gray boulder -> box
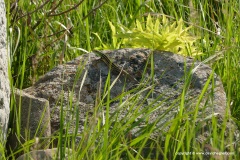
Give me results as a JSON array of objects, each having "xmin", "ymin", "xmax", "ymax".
[
  {"xmin": 0, "ymin": 0, "xmax": 10, "ymax": 148},
  {"xmin": 24, "ymin": 48, "xmax": 239, "ymax": 158}
]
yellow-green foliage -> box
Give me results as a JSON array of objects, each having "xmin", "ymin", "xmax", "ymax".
[{"xmin": 116, "ymin": 14, "xmax": 202, "ymax": 57}]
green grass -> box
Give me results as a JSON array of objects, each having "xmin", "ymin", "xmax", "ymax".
[{"xmin": 4, "ymin": 0, "xmax": 240, "ymax": 159}]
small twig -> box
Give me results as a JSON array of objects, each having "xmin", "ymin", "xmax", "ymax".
[
  {"xmin": 31, "ymin": 0, "xmax": 64, "ymax": 30},
  {"xmin": 48, "ymin": 0, "xmax": 85, "ymax": 17},
  {"xmin": 47, "ymin": 0, "xmax": 64, "ymax": 15},
  {"xmin": 42, "ymin": 26, "xmax": 72, "ymax": 50},
  {"xmin": 82, "ymin": 0, "xmax": 108, "ymax": 20},
  {"xmin": 27, "ymin": 26, "xmax": 73, "ymax": 42},
  {"xmin": 15, "ymin": 0, "xmax": 51, "ymax": 21},
  {"xmin": 31, "ymin": 19, "xmax": 43, "ymax": 31},
  {"xmin": 45, "ymin": 26, "xmax": 73, "ymax": 38}
]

# [What the task requires]
Please reproduce exactly and only the lines from the first line of the records through the line containing "small twig -> box", both included, omitting any pictures.

# [Answer]
gray boulder -> box
Give me results as a JSON array of objects, each having "xmin", "ymin", "xmax", "ymax".
[
  {"xmin": 0, "ymin": 0, "xmax": 10, "ymax": 148},
  {"xmin": 24, "ymin": 48, "xmax": 239, "ymax": 158}
]
yellow-green foliage -> box
Give me results as a JSON array of objects, each having "xmin", "ymin", "xmax", "ymax".
[{"xmin": 116, "ymin": 14, "xmax": 202, "ymax": 57}]
green grass -> box
Give me results as a JSON array of objects, each having "xmin", "ymin", "xmax", "ymax".
[{"xmin": 4, "ymin": 0, "xmax": 240, "ymax": 159}]
small twig -> box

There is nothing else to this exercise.